TASK BRIEF: Pick out every line in the records below that contains the string "lamp" and copy each such line in full. Case counts when matching.

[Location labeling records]
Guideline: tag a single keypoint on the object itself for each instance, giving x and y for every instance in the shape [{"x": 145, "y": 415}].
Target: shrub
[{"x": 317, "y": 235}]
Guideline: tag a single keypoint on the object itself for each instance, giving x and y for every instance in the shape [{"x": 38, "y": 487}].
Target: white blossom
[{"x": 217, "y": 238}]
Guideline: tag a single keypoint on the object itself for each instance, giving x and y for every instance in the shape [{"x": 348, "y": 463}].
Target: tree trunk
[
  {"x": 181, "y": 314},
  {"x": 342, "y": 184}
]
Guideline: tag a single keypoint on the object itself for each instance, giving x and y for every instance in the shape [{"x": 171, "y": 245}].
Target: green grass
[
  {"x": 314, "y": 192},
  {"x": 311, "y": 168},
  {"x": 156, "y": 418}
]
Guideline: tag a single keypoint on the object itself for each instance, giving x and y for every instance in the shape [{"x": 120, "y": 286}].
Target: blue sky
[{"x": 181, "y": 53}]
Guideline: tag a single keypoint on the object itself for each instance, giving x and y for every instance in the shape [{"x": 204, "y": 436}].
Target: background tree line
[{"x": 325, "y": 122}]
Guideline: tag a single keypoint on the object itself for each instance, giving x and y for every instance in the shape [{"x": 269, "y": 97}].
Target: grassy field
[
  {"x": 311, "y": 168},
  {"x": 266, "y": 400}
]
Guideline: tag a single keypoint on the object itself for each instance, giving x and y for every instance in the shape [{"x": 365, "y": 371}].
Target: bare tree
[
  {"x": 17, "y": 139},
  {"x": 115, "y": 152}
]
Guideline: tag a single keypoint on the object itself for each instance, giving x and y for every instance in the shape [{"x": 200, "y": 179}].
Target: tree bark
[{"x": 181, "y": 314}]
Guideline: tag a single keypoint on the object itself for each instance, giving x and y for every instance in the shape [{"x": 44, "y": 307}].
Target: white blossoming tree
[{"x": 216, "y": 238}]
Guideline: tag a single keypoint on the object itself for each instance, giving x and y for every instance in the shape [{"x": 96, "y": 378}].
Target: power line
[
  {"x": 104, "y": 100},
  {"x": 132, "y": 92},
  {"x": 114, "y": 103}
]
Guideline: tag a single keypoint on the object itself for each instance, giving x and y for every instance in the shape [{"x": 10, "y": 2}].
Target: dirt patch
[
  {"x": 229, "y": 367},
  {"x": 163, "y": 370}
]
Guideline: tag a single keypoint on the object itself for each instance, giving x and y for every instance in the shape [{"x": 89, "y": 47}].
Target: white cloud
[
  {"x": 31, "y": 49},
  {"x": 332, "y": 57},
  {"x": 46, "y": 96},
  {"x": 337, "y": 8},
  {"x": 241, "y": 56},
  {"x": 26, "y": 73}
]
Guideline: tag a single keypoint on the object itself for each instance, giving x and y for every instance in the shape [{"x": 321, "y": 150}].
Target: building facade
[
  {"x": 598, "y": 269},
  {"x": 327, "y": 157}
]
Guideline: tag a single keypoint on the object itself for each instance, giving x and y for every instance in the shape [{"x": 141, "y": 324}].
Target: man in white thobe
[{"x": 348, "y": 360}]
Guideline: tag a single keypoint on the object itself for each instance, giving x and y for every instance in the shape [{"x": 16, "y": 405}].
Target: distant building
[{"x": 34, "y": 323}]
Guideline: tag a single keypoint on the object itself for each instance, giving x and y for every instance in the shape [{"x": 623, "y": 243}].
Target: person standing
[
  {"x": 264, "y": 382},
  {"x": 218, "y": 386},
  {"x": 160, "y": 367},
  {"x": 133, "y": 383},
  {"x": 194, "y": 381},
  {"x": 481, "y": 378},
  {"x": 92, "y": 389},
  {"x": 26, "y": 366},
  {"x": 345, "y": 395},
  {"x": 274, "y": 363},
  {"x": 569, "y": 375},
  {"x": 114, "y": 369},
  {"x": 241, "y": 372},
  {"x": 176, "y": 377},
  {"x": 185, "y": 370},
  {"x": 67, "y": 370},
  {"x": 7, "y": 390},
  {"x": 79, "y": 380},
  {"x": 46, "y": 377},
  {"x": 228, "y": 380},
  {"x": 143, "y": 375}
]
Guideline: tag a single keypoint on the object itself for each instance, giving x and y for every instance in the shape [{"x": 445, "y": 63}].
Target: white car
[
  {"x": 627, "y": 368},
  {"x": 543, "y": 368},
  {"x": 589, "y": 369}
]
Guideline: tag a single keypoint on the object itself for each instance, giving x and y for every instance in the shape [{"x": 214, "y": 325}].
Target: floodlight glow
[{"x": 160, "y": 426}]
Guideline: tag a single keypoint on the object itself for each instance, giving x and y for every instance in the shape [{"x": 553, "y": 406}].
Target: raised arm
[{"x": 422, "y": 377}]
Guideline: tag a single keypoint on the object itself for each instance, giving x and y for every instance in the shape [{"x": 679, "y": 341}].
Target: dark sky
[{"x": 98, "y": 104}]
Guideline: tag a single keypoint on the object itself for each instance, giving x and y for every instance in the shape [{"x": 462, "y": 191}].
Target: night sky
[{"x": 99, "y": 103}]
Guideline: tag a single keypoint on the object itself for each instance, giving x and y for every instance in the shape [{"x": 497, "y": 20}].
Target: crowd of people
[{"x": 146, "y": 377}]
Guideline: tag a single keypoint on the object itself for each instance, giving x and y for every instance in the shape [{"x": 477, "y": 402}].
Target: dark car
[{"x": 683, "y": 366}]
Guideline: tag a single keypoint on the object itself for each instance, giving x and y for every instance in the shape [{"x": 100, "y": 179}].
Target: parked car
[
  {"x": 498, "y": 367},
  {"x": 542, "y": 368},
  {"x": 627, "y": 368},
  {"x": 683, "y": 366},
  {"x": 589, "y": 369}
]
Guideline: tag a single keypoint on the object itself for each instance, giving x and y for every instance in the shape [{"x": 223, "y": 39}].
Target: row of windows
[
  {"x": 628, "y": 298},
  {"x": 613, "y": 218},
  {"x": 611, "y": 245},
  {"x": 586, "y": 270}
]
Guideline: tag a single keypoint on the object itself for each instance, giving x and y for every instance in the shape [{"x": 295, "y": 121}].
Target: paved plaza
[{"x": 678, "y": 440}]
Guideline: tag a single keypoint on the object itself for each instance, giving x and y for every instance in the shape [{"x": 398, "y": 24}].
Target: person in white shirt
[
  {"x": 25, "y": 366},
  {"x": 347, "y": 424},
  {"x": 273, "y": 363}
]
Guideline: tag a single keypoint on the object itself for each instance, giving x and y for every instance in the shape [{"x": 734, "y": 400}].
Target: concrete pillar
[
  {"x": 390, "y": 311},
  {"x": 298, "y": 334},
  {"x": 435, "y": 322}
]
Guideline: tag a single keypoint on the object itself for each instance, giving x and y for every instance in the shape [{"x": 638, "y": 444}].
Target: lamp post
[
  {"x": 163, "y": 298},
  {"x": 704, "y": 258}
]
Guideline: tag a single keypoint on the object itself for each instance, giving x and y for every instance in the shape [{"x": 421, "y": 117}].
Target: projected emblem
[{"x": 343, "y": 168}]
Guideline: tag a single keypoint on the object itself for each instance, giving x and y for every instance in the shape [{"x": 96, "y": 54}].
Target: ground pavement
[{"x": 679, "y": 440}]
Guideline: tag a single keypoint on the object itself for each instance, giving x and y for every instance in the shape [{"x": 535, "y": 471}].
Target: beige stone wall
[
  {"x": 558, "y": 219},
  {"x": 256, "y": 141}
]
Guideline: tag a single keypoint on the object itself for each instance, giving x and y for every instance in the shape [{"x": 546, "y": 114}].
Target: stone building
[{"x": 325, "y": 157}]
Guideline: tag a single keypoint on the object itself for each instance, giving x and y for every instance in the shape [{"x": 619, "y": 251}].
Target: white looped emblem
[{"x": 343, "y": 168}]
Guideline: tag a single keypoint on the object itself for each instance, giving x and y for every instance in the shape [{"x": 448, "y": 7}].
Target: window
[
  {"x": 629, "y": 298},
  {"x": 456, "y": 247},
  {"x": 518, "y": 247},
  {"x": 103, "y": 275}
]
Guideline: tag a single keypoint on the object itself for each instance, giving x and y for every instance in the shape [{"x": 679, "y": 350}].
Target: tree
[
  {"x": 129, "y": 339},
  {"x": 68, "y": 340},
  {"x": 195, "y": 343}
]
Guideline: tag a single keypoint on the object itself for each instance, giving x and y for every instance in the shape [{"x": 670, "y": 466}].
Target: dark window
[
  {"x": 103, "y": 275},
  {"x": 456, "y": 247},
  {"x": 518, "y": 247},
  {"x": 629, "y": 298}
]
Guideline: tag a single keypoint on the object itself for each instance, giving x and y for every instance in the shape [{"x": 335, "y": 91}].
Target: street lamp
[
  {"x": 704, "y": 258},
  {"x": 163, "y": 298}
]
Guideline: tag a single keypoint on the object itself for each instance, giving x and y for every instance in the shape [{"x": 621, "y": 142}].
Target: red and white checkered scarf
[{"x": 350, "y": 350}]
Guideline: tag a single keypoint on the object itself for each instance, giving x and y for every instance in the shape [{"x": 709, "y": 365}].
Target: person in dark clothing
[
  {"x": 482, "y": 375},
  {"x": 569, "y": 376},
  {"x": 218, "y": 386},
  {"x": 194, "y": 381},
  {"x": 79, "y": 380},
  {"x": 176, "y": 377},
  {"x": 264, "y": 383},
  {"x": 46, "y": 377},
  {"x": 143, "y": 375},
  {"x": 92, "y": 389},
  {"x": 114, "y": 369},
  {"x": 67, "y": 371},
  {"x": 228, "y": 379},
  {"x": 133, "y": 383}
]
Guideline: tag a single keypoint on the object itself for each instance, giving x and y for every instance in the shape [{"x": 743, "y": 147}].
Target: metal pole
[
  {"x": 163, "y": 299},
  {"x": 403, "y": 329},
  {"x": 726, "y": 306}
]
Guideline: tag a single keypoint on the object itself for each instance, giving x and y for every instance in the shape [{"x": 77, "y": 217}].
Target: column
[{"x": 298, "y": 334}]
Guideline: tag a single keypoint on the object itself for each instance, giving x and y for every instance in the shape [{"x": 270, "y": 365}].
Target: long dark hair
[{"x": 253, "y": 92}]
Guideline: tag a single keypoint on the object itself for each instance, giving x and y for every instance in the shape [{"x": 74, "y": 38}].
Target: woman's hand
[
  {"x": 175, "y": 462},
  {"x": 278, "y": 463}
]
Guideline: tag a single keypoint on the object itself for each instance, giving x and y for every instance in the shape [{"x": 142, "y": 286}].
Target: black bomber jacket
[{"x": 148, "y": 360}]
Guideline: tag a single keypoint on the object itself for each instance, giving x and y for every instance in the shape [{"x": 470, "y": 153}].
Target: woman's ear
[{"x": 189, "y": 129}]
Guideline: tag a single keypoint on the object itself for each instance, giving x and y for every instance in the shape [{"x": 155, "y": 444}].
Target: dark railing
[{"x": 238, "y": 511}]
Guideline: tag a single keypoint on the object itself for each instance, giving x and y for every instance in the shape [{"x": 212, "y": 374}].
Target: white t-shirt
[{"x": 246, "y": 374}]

EXERCISE RESULT:
Target: lamp post
Target: street lamp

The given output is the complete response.